本文抜粋 ▸
法律ノート 第1439回 弁護士 鈴木淳司
Oct 14,2024
やっと秋が感じられるようになりましたね。
懇意にしているスーパーの方から松茸をいただき、松茸ごはんをつくって食べましたが、とても美味しかったです。アメリカで太く立派な松茸が手に入るのも驚きですが、最近の炊飯器の性能は素晴らしく、信じられないほど美味しい炊き込みご飯ができました。
皆さんは、なにか食卓で秋を感じていらっしゃいますか。
さて、前回から考えはじめた「はじめまして。日本に本社のある企業のカリフォルニア州子会社の社長として一昨年赴任してきました。大企業の子会社といっても、数名の地元雇用の従業員と私の他を除き、業務を行う人たちは、契約しているエージェンシーから派遣されています。そのエージェンシーが最近になって、いきなり契約を打ち切るということを通知してきました。なんどか交渉をしたのですが、埒があきません。業務がストップする可能性もあるため、なんらかの形で損害賠償をしたいとも考えています。当社の付き合いのある弁護士に相談したところ、訴訟をするのは難しいと言われていますが、英語の会話なので、通訳社員を連れて行ってもうまく私の懸念が伝わっているのか不安になっています。」という質問を考えていきます。
前回は、まず契約書をよく読もうというところまで考えました。
エージェンシー契約の種類と特徴
人材派遣の場合、法律よりも、まず契約内容によって当事者間の関係が規律されます。
(1)単に紹介をして手数料をもらうタイプのビジネスもありますし
(2)実際に派遣する人たちを教育したり、派遣先の業務内容をコントロールしたりするタイプのビジネスもあります。
今回、質問されている方のメール内容は読みましたが、具体的にどのような契約を結んでいるのか、文面からはよくわからなかったため、歯切れよく具体的にアドバイスをすることはできません。

データセットの項目 ▸
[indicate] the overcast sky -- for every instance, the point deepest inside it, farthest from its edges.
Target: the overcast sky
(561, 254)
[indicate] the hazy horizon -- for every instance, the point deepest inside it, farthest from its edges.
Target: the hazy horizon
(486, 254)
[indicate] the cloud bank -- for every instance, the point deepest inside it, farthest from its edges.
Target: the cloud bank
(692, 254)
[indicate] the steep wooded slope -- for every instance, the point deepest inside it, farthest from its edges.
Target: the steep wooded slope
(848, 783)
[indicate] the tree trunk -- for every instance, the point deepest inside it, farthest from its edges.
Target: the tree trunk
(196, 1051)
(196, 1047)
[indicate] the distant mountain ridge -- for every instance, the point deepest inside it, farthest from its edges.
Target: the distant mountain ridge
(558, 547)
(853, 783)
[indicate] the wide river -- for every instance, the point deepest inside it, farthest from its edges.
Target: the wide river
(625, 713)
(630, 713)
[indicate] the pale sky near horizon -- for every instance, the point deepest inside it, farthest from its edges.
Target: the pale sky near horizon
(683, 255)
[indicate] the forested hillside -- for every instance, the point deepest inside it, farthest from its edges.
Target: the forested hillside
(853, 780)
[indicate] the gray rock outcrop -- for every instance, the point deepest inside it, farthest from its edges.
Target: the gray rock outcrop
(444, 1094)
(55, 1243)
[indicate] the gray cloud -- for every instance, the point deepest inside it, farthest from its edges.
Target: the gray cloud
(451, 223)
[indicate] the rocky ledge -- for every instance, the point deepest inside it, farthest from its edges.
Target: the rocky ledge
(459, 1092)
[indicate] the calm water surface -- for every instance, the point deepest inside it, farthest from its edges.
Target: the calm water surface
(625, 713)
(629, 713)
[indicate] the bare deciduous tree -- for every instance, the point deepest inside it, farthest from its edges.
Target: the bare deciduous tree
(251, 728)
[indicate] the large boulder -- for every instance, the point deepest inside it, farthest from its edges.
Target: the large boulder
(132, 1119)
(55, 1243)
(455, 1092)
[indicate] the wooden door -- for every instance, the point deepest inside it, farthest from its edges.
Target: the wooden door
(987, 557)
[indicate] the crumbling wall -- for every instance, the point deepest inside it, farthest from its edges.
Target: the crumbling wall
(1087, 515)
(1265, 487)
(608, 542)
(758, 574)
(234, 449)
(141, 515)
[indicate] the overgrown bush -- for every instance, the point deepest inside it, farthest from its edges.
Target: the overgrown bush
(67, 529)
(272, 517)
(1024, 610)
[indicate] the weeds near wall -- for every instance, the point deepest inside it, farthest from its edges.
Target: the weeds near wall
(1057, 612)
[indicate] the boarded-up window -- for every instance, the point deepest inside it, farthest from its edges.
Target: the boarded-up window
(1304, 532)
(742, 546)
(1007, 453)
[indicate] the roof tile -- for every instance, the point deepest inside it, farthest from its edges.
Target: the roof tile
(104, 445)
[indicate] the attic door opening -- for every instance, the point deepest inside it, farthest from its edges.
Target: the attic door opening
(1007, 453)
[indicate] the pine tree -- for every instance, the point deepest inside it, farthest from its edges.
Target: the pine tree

演習課題 ▸
1. 本文の冒頭の時候のあいさつで、筆者が挙げている食べ物をすべて書き出してください。
2. 提供データの行のうち、「[indicate] the pine」を含む行からデータの最後の行までを、そのまま書き写せ。

解答 ▸
1. 松茸、松茸ごはん、炊き込みご飯

2.
[indicate] the pine tree -- for every instance, the point deepest inside it, farthest from its edges.
Target: the pine tree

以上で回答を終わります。